Given text: Begin

Williams sued under Title II of the ADA, which applies to disability discrimination in the provision of government services. People with disabilities that are recognized by the ADA get the full protection of the law, which also covers employment and access to public facilities.
Williams also alleged violations of the Rehabilitation Act, which prohibits disability bias in the federal sector and uses the ADA’s definition of disability.
‘Heed This Trend’
The decision on gender dysphoria “will provide critical protections for trans and nonbinary people in the workplace and elsewhere,” Jocelyn Samuels, a Democratic member of the Equal Employment Opportunity Commission, said in a tweet.
The ruling is binding law within the Fourth Circuit, which covers North Carolina, Virginia, Maryland, South Carolina and West Virginia. It also follows a trend—the Fourth Circuit cited five district court rulings from other circuits that reached the same conclusion.
“Employers are wise to heed this trend, recognizing that the best practice is to engage in a robust interactive process with employees to determine whether reasonable accommodations are appropriate in these situations to help the employee perform their job,” said Jeff Nowak, a management-side attorney at Littler Mendelson PC.
The federal bench, however, hasn’t been unanimous on gender dysphoria and the ADA. The Fourth Circuit ruling was divided, with Trump-appointed Judge A. Marvin Quattlebaum Jr. dissenting.
There’s also disagreement at the trial court level. U.S. District Judge C. Lynwood Smith Jr., a Clinton appointee, ruled in 2019 that the ADA excludes gender dysphoria.
“Eventually, we might see a circuit split develop,” said Nicole Buonocore Porter, director of Chicago-Kent College of Law’s Institute for Law and the Workplace.

Given text: End

▶ [Work request 1]
From the report on gender dysphoria and the ADA, reproduce the part that opens with the words containing "The ruling is" and closes with "the same conclusion.".
▶ [Work request 2]
Pick up the report on gender dysphoria and the ADA after its final sentence and carry it forward.

Supplied records: Begin

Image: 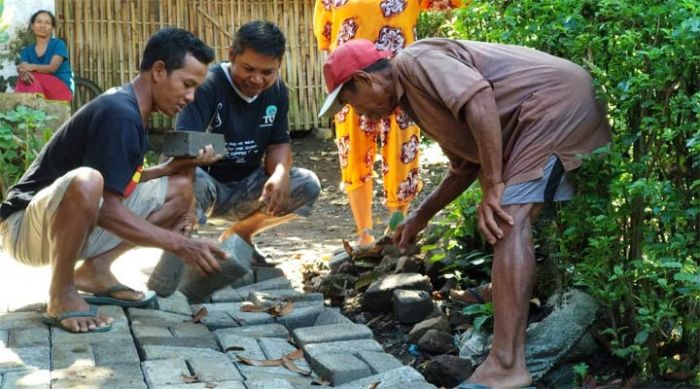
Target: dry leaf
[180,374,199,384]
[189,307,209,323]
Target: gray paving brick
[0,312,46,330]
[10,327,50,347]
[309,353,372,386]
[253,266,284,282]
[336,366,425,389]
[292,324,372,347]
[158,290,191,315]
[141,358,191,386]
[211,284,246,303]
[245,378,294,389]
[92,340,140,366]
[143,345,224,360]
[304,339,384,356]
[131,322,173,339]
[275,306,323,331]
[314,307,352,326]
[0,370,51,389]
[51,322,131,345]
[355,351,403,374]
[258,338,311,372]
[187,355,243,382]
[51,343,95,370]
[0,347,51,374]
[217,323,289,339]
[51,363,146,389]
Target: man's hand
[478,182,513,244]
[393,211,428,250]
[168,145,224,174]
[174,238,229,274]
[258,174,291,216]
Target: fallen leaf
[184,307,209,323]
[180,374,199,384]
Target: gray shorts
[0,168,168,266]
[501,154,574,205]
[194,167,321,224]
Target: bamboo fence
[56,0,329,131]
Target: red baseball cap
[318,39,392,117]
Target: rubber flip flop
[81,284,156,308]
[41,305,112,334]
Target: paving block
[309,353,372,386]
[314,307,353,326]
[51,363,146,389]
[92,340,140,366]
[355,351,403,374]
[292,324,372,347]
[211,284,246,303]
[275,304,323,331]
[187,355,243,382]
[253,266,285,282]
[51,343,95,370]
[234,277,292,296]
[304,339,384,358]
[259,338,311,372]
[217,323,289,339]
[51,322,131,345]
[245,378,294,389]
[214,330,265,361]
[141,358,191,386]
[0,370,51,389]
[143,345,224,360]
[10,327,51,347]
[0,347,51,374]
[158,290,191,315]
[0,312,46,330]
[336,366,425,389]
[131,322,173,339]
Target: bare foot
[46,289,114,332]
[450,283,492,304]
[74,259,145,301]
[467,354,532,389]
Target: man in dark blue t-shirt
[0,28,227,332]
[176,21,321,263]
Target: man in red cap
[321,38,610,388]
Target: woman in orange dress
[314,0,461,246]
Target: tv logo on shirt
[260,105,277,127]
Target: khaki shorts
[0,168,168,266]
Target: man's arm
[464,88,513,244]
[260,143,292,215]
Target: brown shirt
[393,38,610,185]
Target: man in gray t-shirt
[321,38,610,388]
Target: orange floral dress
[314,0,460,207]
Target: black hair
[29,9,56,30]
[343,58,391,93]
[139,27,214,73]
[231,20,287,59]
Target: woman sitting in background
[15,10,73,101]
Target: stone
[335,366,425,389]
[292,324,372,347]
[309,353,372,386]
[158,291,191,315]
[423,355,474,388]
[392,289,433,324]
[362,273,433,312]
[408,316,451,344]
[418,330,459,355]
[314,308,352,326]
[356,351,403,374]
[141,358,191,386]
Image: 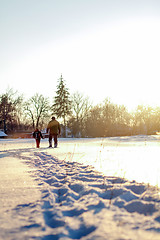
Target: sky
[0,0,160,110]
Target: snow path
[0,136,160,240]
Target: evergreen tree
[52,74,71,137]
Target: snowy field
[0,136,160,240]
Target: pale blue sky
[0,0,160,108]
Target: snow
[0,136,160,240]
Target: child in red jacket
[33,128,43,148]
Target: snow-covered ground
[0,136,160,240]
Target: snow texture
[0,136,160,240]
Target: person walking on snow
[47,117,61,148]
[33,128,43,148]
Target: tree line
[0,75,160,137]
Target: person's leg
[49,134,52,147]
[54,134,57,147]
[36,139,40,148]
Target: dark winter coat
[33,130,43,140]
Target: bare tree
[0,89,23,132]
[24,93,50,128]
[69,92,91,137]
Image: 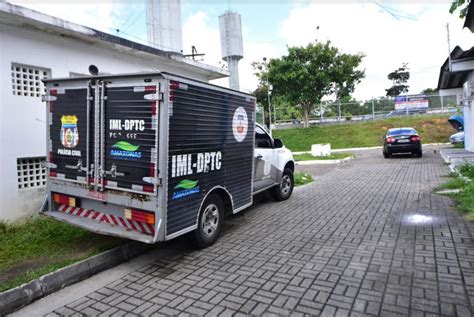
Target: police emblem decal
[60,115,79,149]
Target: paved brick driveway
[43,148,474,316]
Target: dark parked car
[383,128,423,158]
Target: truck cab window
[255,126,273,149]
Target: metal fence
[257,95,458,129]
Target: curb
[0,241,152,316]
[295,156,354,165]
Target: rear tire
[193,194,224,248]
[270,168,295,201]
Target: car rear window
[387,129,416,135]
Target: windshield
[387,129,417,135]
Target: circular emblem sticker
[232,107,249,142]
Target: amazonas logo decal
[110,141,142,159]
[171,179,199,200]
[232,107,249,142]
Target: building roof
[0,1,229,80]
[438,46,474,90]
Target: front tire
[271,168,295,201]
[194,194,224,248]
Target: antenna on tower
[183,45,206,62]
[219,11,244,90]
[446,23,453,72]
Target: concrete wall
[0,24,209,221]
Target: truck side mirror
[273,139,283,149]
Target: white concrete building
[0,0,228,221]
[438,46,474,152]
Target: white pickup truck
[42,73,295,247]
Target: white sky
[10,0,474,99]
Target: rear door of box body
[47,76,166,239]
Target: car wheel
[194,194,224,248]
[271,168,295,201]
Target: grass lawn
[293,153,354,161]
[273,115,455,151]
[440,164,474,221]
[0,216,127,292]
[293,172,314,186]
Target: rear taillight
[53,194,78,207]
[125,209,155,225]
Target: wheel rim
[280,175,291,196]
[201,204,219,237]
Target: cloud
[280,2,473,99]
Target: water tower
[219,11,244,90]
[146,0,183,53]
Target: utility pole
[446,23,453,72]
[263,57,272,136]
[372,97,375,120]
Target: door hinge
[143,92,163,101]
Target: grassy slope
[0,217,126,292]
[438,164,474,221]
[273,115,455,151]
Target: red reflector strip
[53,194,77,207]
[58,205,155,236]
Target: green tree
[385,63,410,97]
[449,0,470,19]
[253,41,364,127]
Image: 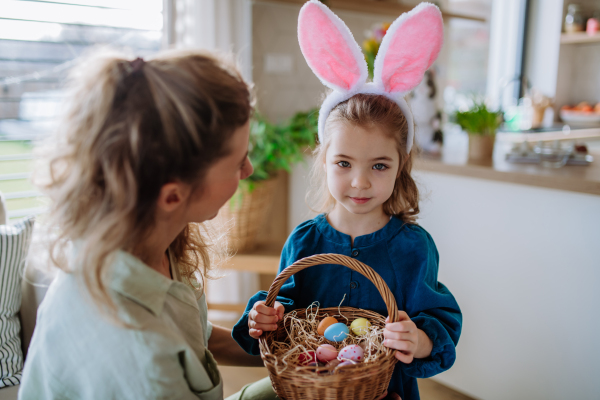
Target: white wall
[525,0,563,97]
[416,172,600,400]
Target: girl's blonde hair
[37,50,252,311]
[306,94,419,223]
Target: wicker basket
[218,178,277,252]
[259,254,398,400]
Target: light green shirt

Supplied records: End

▶ [Answer space 1]
The ruling is binding law within the Fourth Circuit, which covers North Carolina, Virginia, Maryland, South Carolina and West Virginia. It also follows a trend—the Fourth Circuit cited five district court rulings from other circuits that reached the same conclusion.

▶ [Answer space 2]
Evidence of Animus
The debate over whether gender dysphoria is covered under the ADA centers on the law’s section excluding gender identity disorder, along with “transvestism, transsexualism, pedophilia, exhibitionism, voyeurism” and “other sexual behavior disorders.”
The Fourth Circuit distinguished between gender identity disorder, which the American Psychiatric Association removed from the Diagnostic and Statistical Manual of Mental Disorders, and gender dysphoria, which wasn’t acknowledged by the medical community when the ADA was passed and was added to the fifth edition of the DSM in place of gender identity disorder.
“Put simply, while the older DSM pathologized the very existence of transgender people, the recent DSM-5’s diagnosis of gender dysphoria takes as a given that being transgender is not a disability and affirms that a transgender person’s medical needs are just as deserving of treatment and protection as anyone else’s,” Judge Diana Gribbon Motz, a Clinton appointee, wrote for the court.
The Fourth Circuit said if there was any doubt about whether the ADA excludes gender dysphoria, the court would rule that it doesn’t in order to avoid the “serious constitutional question” of whether the law’s exception violates the Equal Protection Clause of the 14th Amendment.
There’s clear evidence of anti-transgender animus in the exception itself, which likens being transgender to being a pedophile, and in the legislative history, which includes senators making harsh moral judgments against transgender people, the court said.
The open anti-transgender bigotry in the ADA exception’s legislative history is clearer than whether gender identity disorder encompasses gender dysphoria, said Ruth Colker, a professor of constitutional law and disability discrimination at Ohio State University.
The Fourth Circuit’s ruling invites plaintiffs to win on ADA coverage of gender dysphoria via the canon of constitutional avoidance, by raising the constitutional issue and highlighting the ambiguous language the DSM-5 uses for gender dysphoria, Colker said. The harsh transphobic comments in the legislative history make that strategy viable, she said.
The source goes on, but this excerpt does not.